2. De Hoge Raad is gelet op de cassatie naar aanleiding van de eerste klacht niet toegekomen aan een bespreking van de tweede klacht omtrent de proportionaliteit en subsidiariteit van het beslag.
3. Advocaat-Generaal Spronken zag echter ruimte voor een overweging terzake de proportionaliteit van het conservatoire beslag. A-G Spronken overweegt dat gemotiveerd is aangevoerd dat klaagster onder het bestaansminimum uitkomt door het beslag en dat om die reden de rechtbank onderzoek had moeten doen naar de vraag of voortzetting van het beslag voldoet aan de eisen van proportionaliteit en subsidiariteit.
4. Ook wijst A-G Spronken op de herziening van het beslag- en executierecht. Ten tijde van het schrijven van haar conclusie lag het wetsvoorstel nog ter consultatie bij de tweede kamer, maar per 1 oktober 2020 is de herziening van het beslag- en executierecht in werking getreden en van toepassing vandaag. Het eerste en meest belangrijke uitgangspunt: een betere waarborging bestaansminimum schuldenaren.
5. Want, zo vervolgt de Memorie van Toelichting, “aan het doel en de strekking van de beslagvrije voet wordt ernstig afbreuk gedaan doordat door het beslag op die bankrekening geen geld meer ter beschikking is voor het levensonderhoud van de onderbewindgestelden.”

-- Ruwe data --
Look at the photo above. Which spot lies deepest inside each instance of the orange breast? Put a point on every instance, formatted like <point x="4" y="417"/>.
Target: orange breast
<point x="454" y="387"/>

-- Gegeven opdracht 1 --
Beantwoord aan de hand van het tekstfragment:
(a) Wie zag ruimte voor een overweging over de proportionaliteit van het conservatoire beslag?
(b) Op welke datum is de herziening van het beslag- en executierecht in werking getreden?
(c) Wat wordt het eerste en meest belangrijke uitgangspunt van die herziening genoemd?
-- Gegeven opdracht 2 --
Som alle rechterlijke en wetgevende instanties op die in het tekstfragment worden genoemd.

-- Uitvoer 1 --
(a) Advocaat-Generaal Spronken.
(b) 1 oktober 2020.
(c) Een betere waarborging van het bestaansminimum van schuldenaren.

-- Uitvoer 2 --
- Hoge Raad
- rechtbank
- tweede kamer